Extract provided:
--- begin ---

Superorganism – Superorganism

Future quirky pop now.


“When people were asked 20 years ago what they thought music would sound like and how it would be written in 2018, I’m pretty sure they would have replied with a vague description of Superorganism – and they wouldn’t have been far wrong. The album includes an eclectic mix of songs ranging from melancholy ballads to uptempo, “surreal” pop songs, an album that the band hope will act as a foundation for them to build upon in the future, in that the diversity of the music will allow them to pick and choose which direction they want to go in afterwards.” – from Ruth Cronin’s piece.


17.

Imarhan – Temet

Algerian desert rock

Temet marks Algerian desert rock sextet Imarhan’s second studio album. The band’s name, translating roughly into “the ones I care about”, is reflective of the passionate music the group create. Employing a hybrid sound of Western surf-rock guitars with pan-African rhythms and vocal deliveries, this release finds the group sounding more polished than their debut album.


16.

George Fitzgerald – All That Must Be

Yearning anthemic electronica


The second full-length LP from English electronic producer George Fitzgerald. All That Must Be which is out on Domino Record features collaborations with Bonobo, Hudson Scott, Tracey Thorn and Lil Silva. Tracks like ‘Nobody But You’ delves deep into a nostalgic territory of summer nights spent in South London, embodies a transcendent sound. The album documents the 10-year period Fitzgerald spent living in Berlin right through to his departure back to London to become a father. Each track has its own unique layered ambiance but hey are constructed with a common thread of building synthesizer electronica.


15.

Soccer Mommy – Clean

Indie singer-songwriter youth

20 year-old Nashville native’s Sophie Allison’s debut album proper that comes after some Bandcamp releases and support slots with the likes of Mitski and Slowdive. Clean feels like an album in the tradition of debut indie singer-songwriter albums of the cannon. There are few production embellishments with Allison’s voice, lyrics and personality clearly the main attraction. Allison’s voice is relatable and dry above the music – a narrator of relationship melancholia and self-loathing self-identity shot through with a particular youthful lack of confidence in the face of others who appear more confident except on a track like ‘Your Dog’ when the singer becomes assertive.


14.

Paddy Hanna – Frankly, I Mutate

Sweeping string-assisted retro pop music


Paddy Hanna’s second album represents a polished, reformed and mastered sound from the Dublin singer-songwriter. The album brings its own unique element of quirk that is harmoniously backed up with string arrangements by Éna Brennan aka Dowry. Paddy establishes himself as an artist with distinction and reverence.


13.

--- end ---

Requirements:
Please reproduce the part of the album roundup starting with "The second full-length" and going on through "building synthesizer electronica.".

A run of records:

--- begin ---

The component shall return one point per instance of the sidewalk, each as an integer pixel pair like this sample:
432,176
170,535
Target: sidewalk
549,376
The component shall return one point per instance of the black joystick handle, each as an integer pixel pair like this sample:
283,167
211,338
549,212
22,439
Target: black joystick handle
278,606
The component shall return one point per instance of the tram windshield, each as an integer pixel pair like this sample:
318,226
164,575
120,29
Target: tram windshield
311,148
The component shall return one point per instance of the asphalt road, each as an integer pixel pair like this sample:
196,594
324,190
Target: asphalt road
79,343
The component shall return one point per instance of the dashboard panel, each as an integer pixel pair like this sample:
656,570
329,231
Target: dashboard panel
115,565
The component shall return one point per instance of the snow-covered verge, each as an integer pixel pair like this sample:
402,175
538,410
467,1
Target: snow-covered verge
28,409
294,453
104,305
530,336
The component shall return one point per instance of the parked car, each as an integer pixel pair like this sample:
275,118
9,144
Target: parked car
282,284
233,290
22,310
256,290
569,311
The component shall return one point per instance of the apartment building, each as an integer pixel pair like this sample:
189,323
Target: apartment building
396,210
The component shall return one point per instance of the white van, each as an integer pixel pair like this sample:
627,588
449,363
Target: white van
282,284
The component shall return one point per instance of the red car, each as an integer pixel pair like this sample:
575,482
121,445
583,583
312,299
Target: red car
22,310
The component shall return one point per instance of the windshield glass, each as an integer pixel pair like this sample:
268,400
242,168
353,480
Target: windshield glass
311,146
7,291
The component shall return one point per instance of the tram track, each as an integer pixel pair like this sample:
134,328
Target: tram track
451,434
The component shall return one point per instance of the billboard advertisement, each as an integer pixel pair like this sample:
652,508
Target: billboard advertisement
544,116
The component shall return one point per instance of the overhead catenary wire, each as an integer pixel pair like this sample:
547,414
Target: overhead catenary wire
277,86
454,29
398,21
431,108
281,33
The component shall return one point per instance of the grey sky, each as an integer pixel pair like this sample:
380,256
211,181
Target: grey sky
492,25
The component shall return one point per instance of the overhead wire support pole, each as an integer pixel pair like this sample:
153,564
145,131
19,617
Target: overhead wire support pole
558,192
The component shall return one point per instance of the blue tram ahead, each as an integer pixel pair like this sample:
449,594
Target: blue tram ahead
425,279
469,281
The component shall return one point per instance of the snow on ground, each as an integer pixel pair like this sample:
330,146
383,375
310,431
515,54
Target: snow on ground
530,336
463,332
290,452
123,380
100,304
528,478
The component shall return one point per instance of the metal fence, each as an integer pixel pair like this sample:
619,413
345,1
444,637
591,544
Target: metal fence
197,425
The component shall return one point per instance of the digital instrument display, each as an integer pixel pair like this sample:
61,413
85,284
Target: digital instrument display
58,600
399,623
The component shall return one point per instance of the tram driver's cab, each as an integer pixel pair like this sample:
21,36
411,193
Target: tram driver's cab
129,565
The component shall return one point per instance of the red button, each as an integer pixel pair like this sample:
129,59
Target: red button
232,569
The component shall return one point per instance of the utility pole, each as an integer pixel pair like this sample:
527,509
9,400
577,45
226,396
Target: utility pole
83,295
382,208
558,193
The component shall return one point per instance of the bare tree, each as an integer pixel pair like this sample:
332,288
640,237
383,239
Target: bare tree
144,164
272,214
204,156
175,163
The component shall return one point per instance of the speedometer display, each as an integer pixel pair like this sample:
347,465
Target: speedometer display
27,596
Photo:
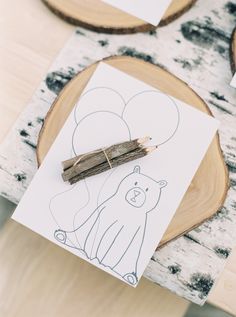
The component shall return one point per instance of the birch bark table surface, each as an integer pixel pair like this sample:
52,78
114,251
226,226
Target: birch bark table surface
208,189
99,16
195,48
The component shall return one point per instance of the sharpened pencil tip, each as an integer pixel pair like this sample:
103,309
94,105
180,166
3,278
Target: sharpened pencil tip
144,140
151,149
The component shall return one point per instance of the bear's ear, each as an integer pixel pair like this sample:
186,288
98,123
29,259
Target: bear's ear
162,183
136,169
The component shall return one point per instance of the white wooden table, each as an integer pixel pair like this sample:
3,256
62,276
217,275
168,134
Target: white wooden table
27,50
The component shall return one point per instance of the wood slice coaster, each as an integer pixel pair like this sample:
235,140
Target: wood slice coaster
99,16
233,51
207,191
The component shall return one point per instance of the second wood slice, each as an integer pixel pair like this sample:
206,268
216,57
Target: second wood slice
99,16
208,189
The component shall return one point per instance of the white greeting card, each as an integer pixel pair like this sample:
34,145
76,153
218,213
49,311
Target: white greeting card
116,219
150,11
233,81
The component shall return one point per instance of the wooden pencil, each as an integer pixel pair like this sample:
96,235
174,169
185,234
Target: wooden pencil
88,160
117,161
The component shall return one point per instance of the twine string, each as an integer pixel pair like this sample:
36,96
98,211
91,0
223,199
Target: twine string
94,152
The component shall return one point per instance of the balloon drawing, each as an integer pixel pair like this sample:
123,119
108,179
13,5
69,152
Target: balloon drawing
110,235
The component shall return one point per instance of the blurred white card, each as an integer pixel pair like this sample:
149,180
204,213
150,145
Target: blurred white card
116,219
150,11
233,81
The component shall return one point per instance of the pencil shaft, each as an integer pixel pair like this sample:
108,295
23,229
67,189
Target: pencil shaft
125,158
89,160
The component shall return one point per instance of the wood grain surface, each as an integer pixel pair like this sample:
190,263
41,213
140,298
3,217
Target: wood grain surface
208,189
99,16
26,53
233,51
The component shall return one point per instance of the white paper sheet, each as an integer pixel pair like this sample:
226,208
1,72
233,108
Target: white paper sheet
116,219
233,81
150,11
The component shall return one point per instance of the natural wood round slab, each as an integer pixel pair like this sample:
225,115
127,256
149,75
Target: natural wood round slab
99,16
208,189
233,51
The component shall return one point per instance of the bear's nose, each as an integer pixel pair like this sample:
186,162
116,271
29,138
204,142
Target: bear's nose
136,193
135,197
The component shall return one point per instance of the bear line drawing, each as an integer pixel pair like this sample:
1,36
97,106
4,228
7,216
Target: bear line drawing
115,230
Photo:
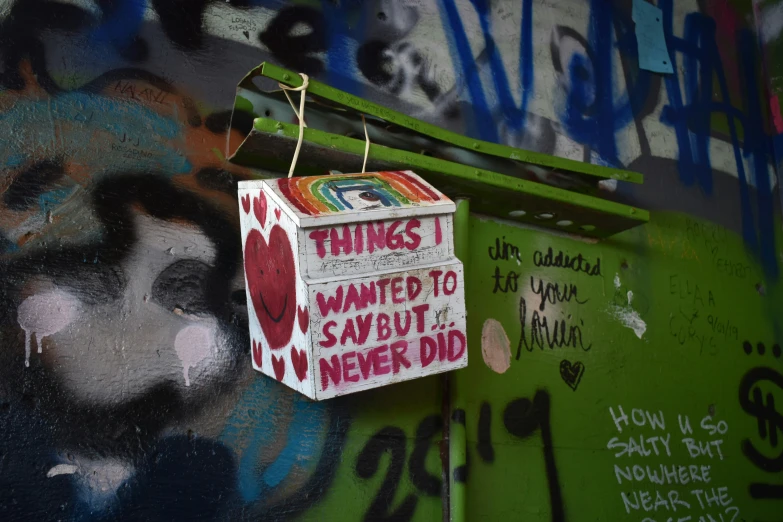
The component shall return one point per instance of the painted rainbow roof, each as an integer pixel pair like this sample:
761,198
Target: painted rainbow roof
324,200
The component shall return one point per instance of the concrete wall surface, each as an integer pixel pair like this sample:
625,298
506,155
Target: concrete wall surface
648,388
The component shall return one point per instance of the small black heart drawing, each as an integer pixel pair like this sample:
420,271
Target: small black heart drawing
571,373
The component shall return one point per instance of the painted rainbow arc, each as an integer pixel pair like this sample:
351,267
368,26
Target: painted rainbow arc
318,195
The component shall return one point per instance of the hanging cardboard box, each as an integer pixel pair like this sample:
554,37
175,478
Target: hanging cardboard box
351,281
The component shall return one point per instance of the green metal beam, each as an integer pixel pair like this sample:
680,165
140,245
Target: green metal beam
316,88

--- end ---

Problem solution:
The second full-length LP from English electronic producer George Fitzgerald. All That Must Be which is out on Domino Record features collaborations with Bonobo, Hudson Scott, Tracey Thorn and Lil Silva. Tracks like ‘Nobody But You’ delves deep into a nostalgic territory of summer nights spent in South London, embodies a transcendent sound. The album documents the 10-year period Fitzgerald spent living in Berlin right through to his departure back to London to become a father. Each track has its own unique layered ambiance but hey are constructed with a common thread of building synthesizer electronica.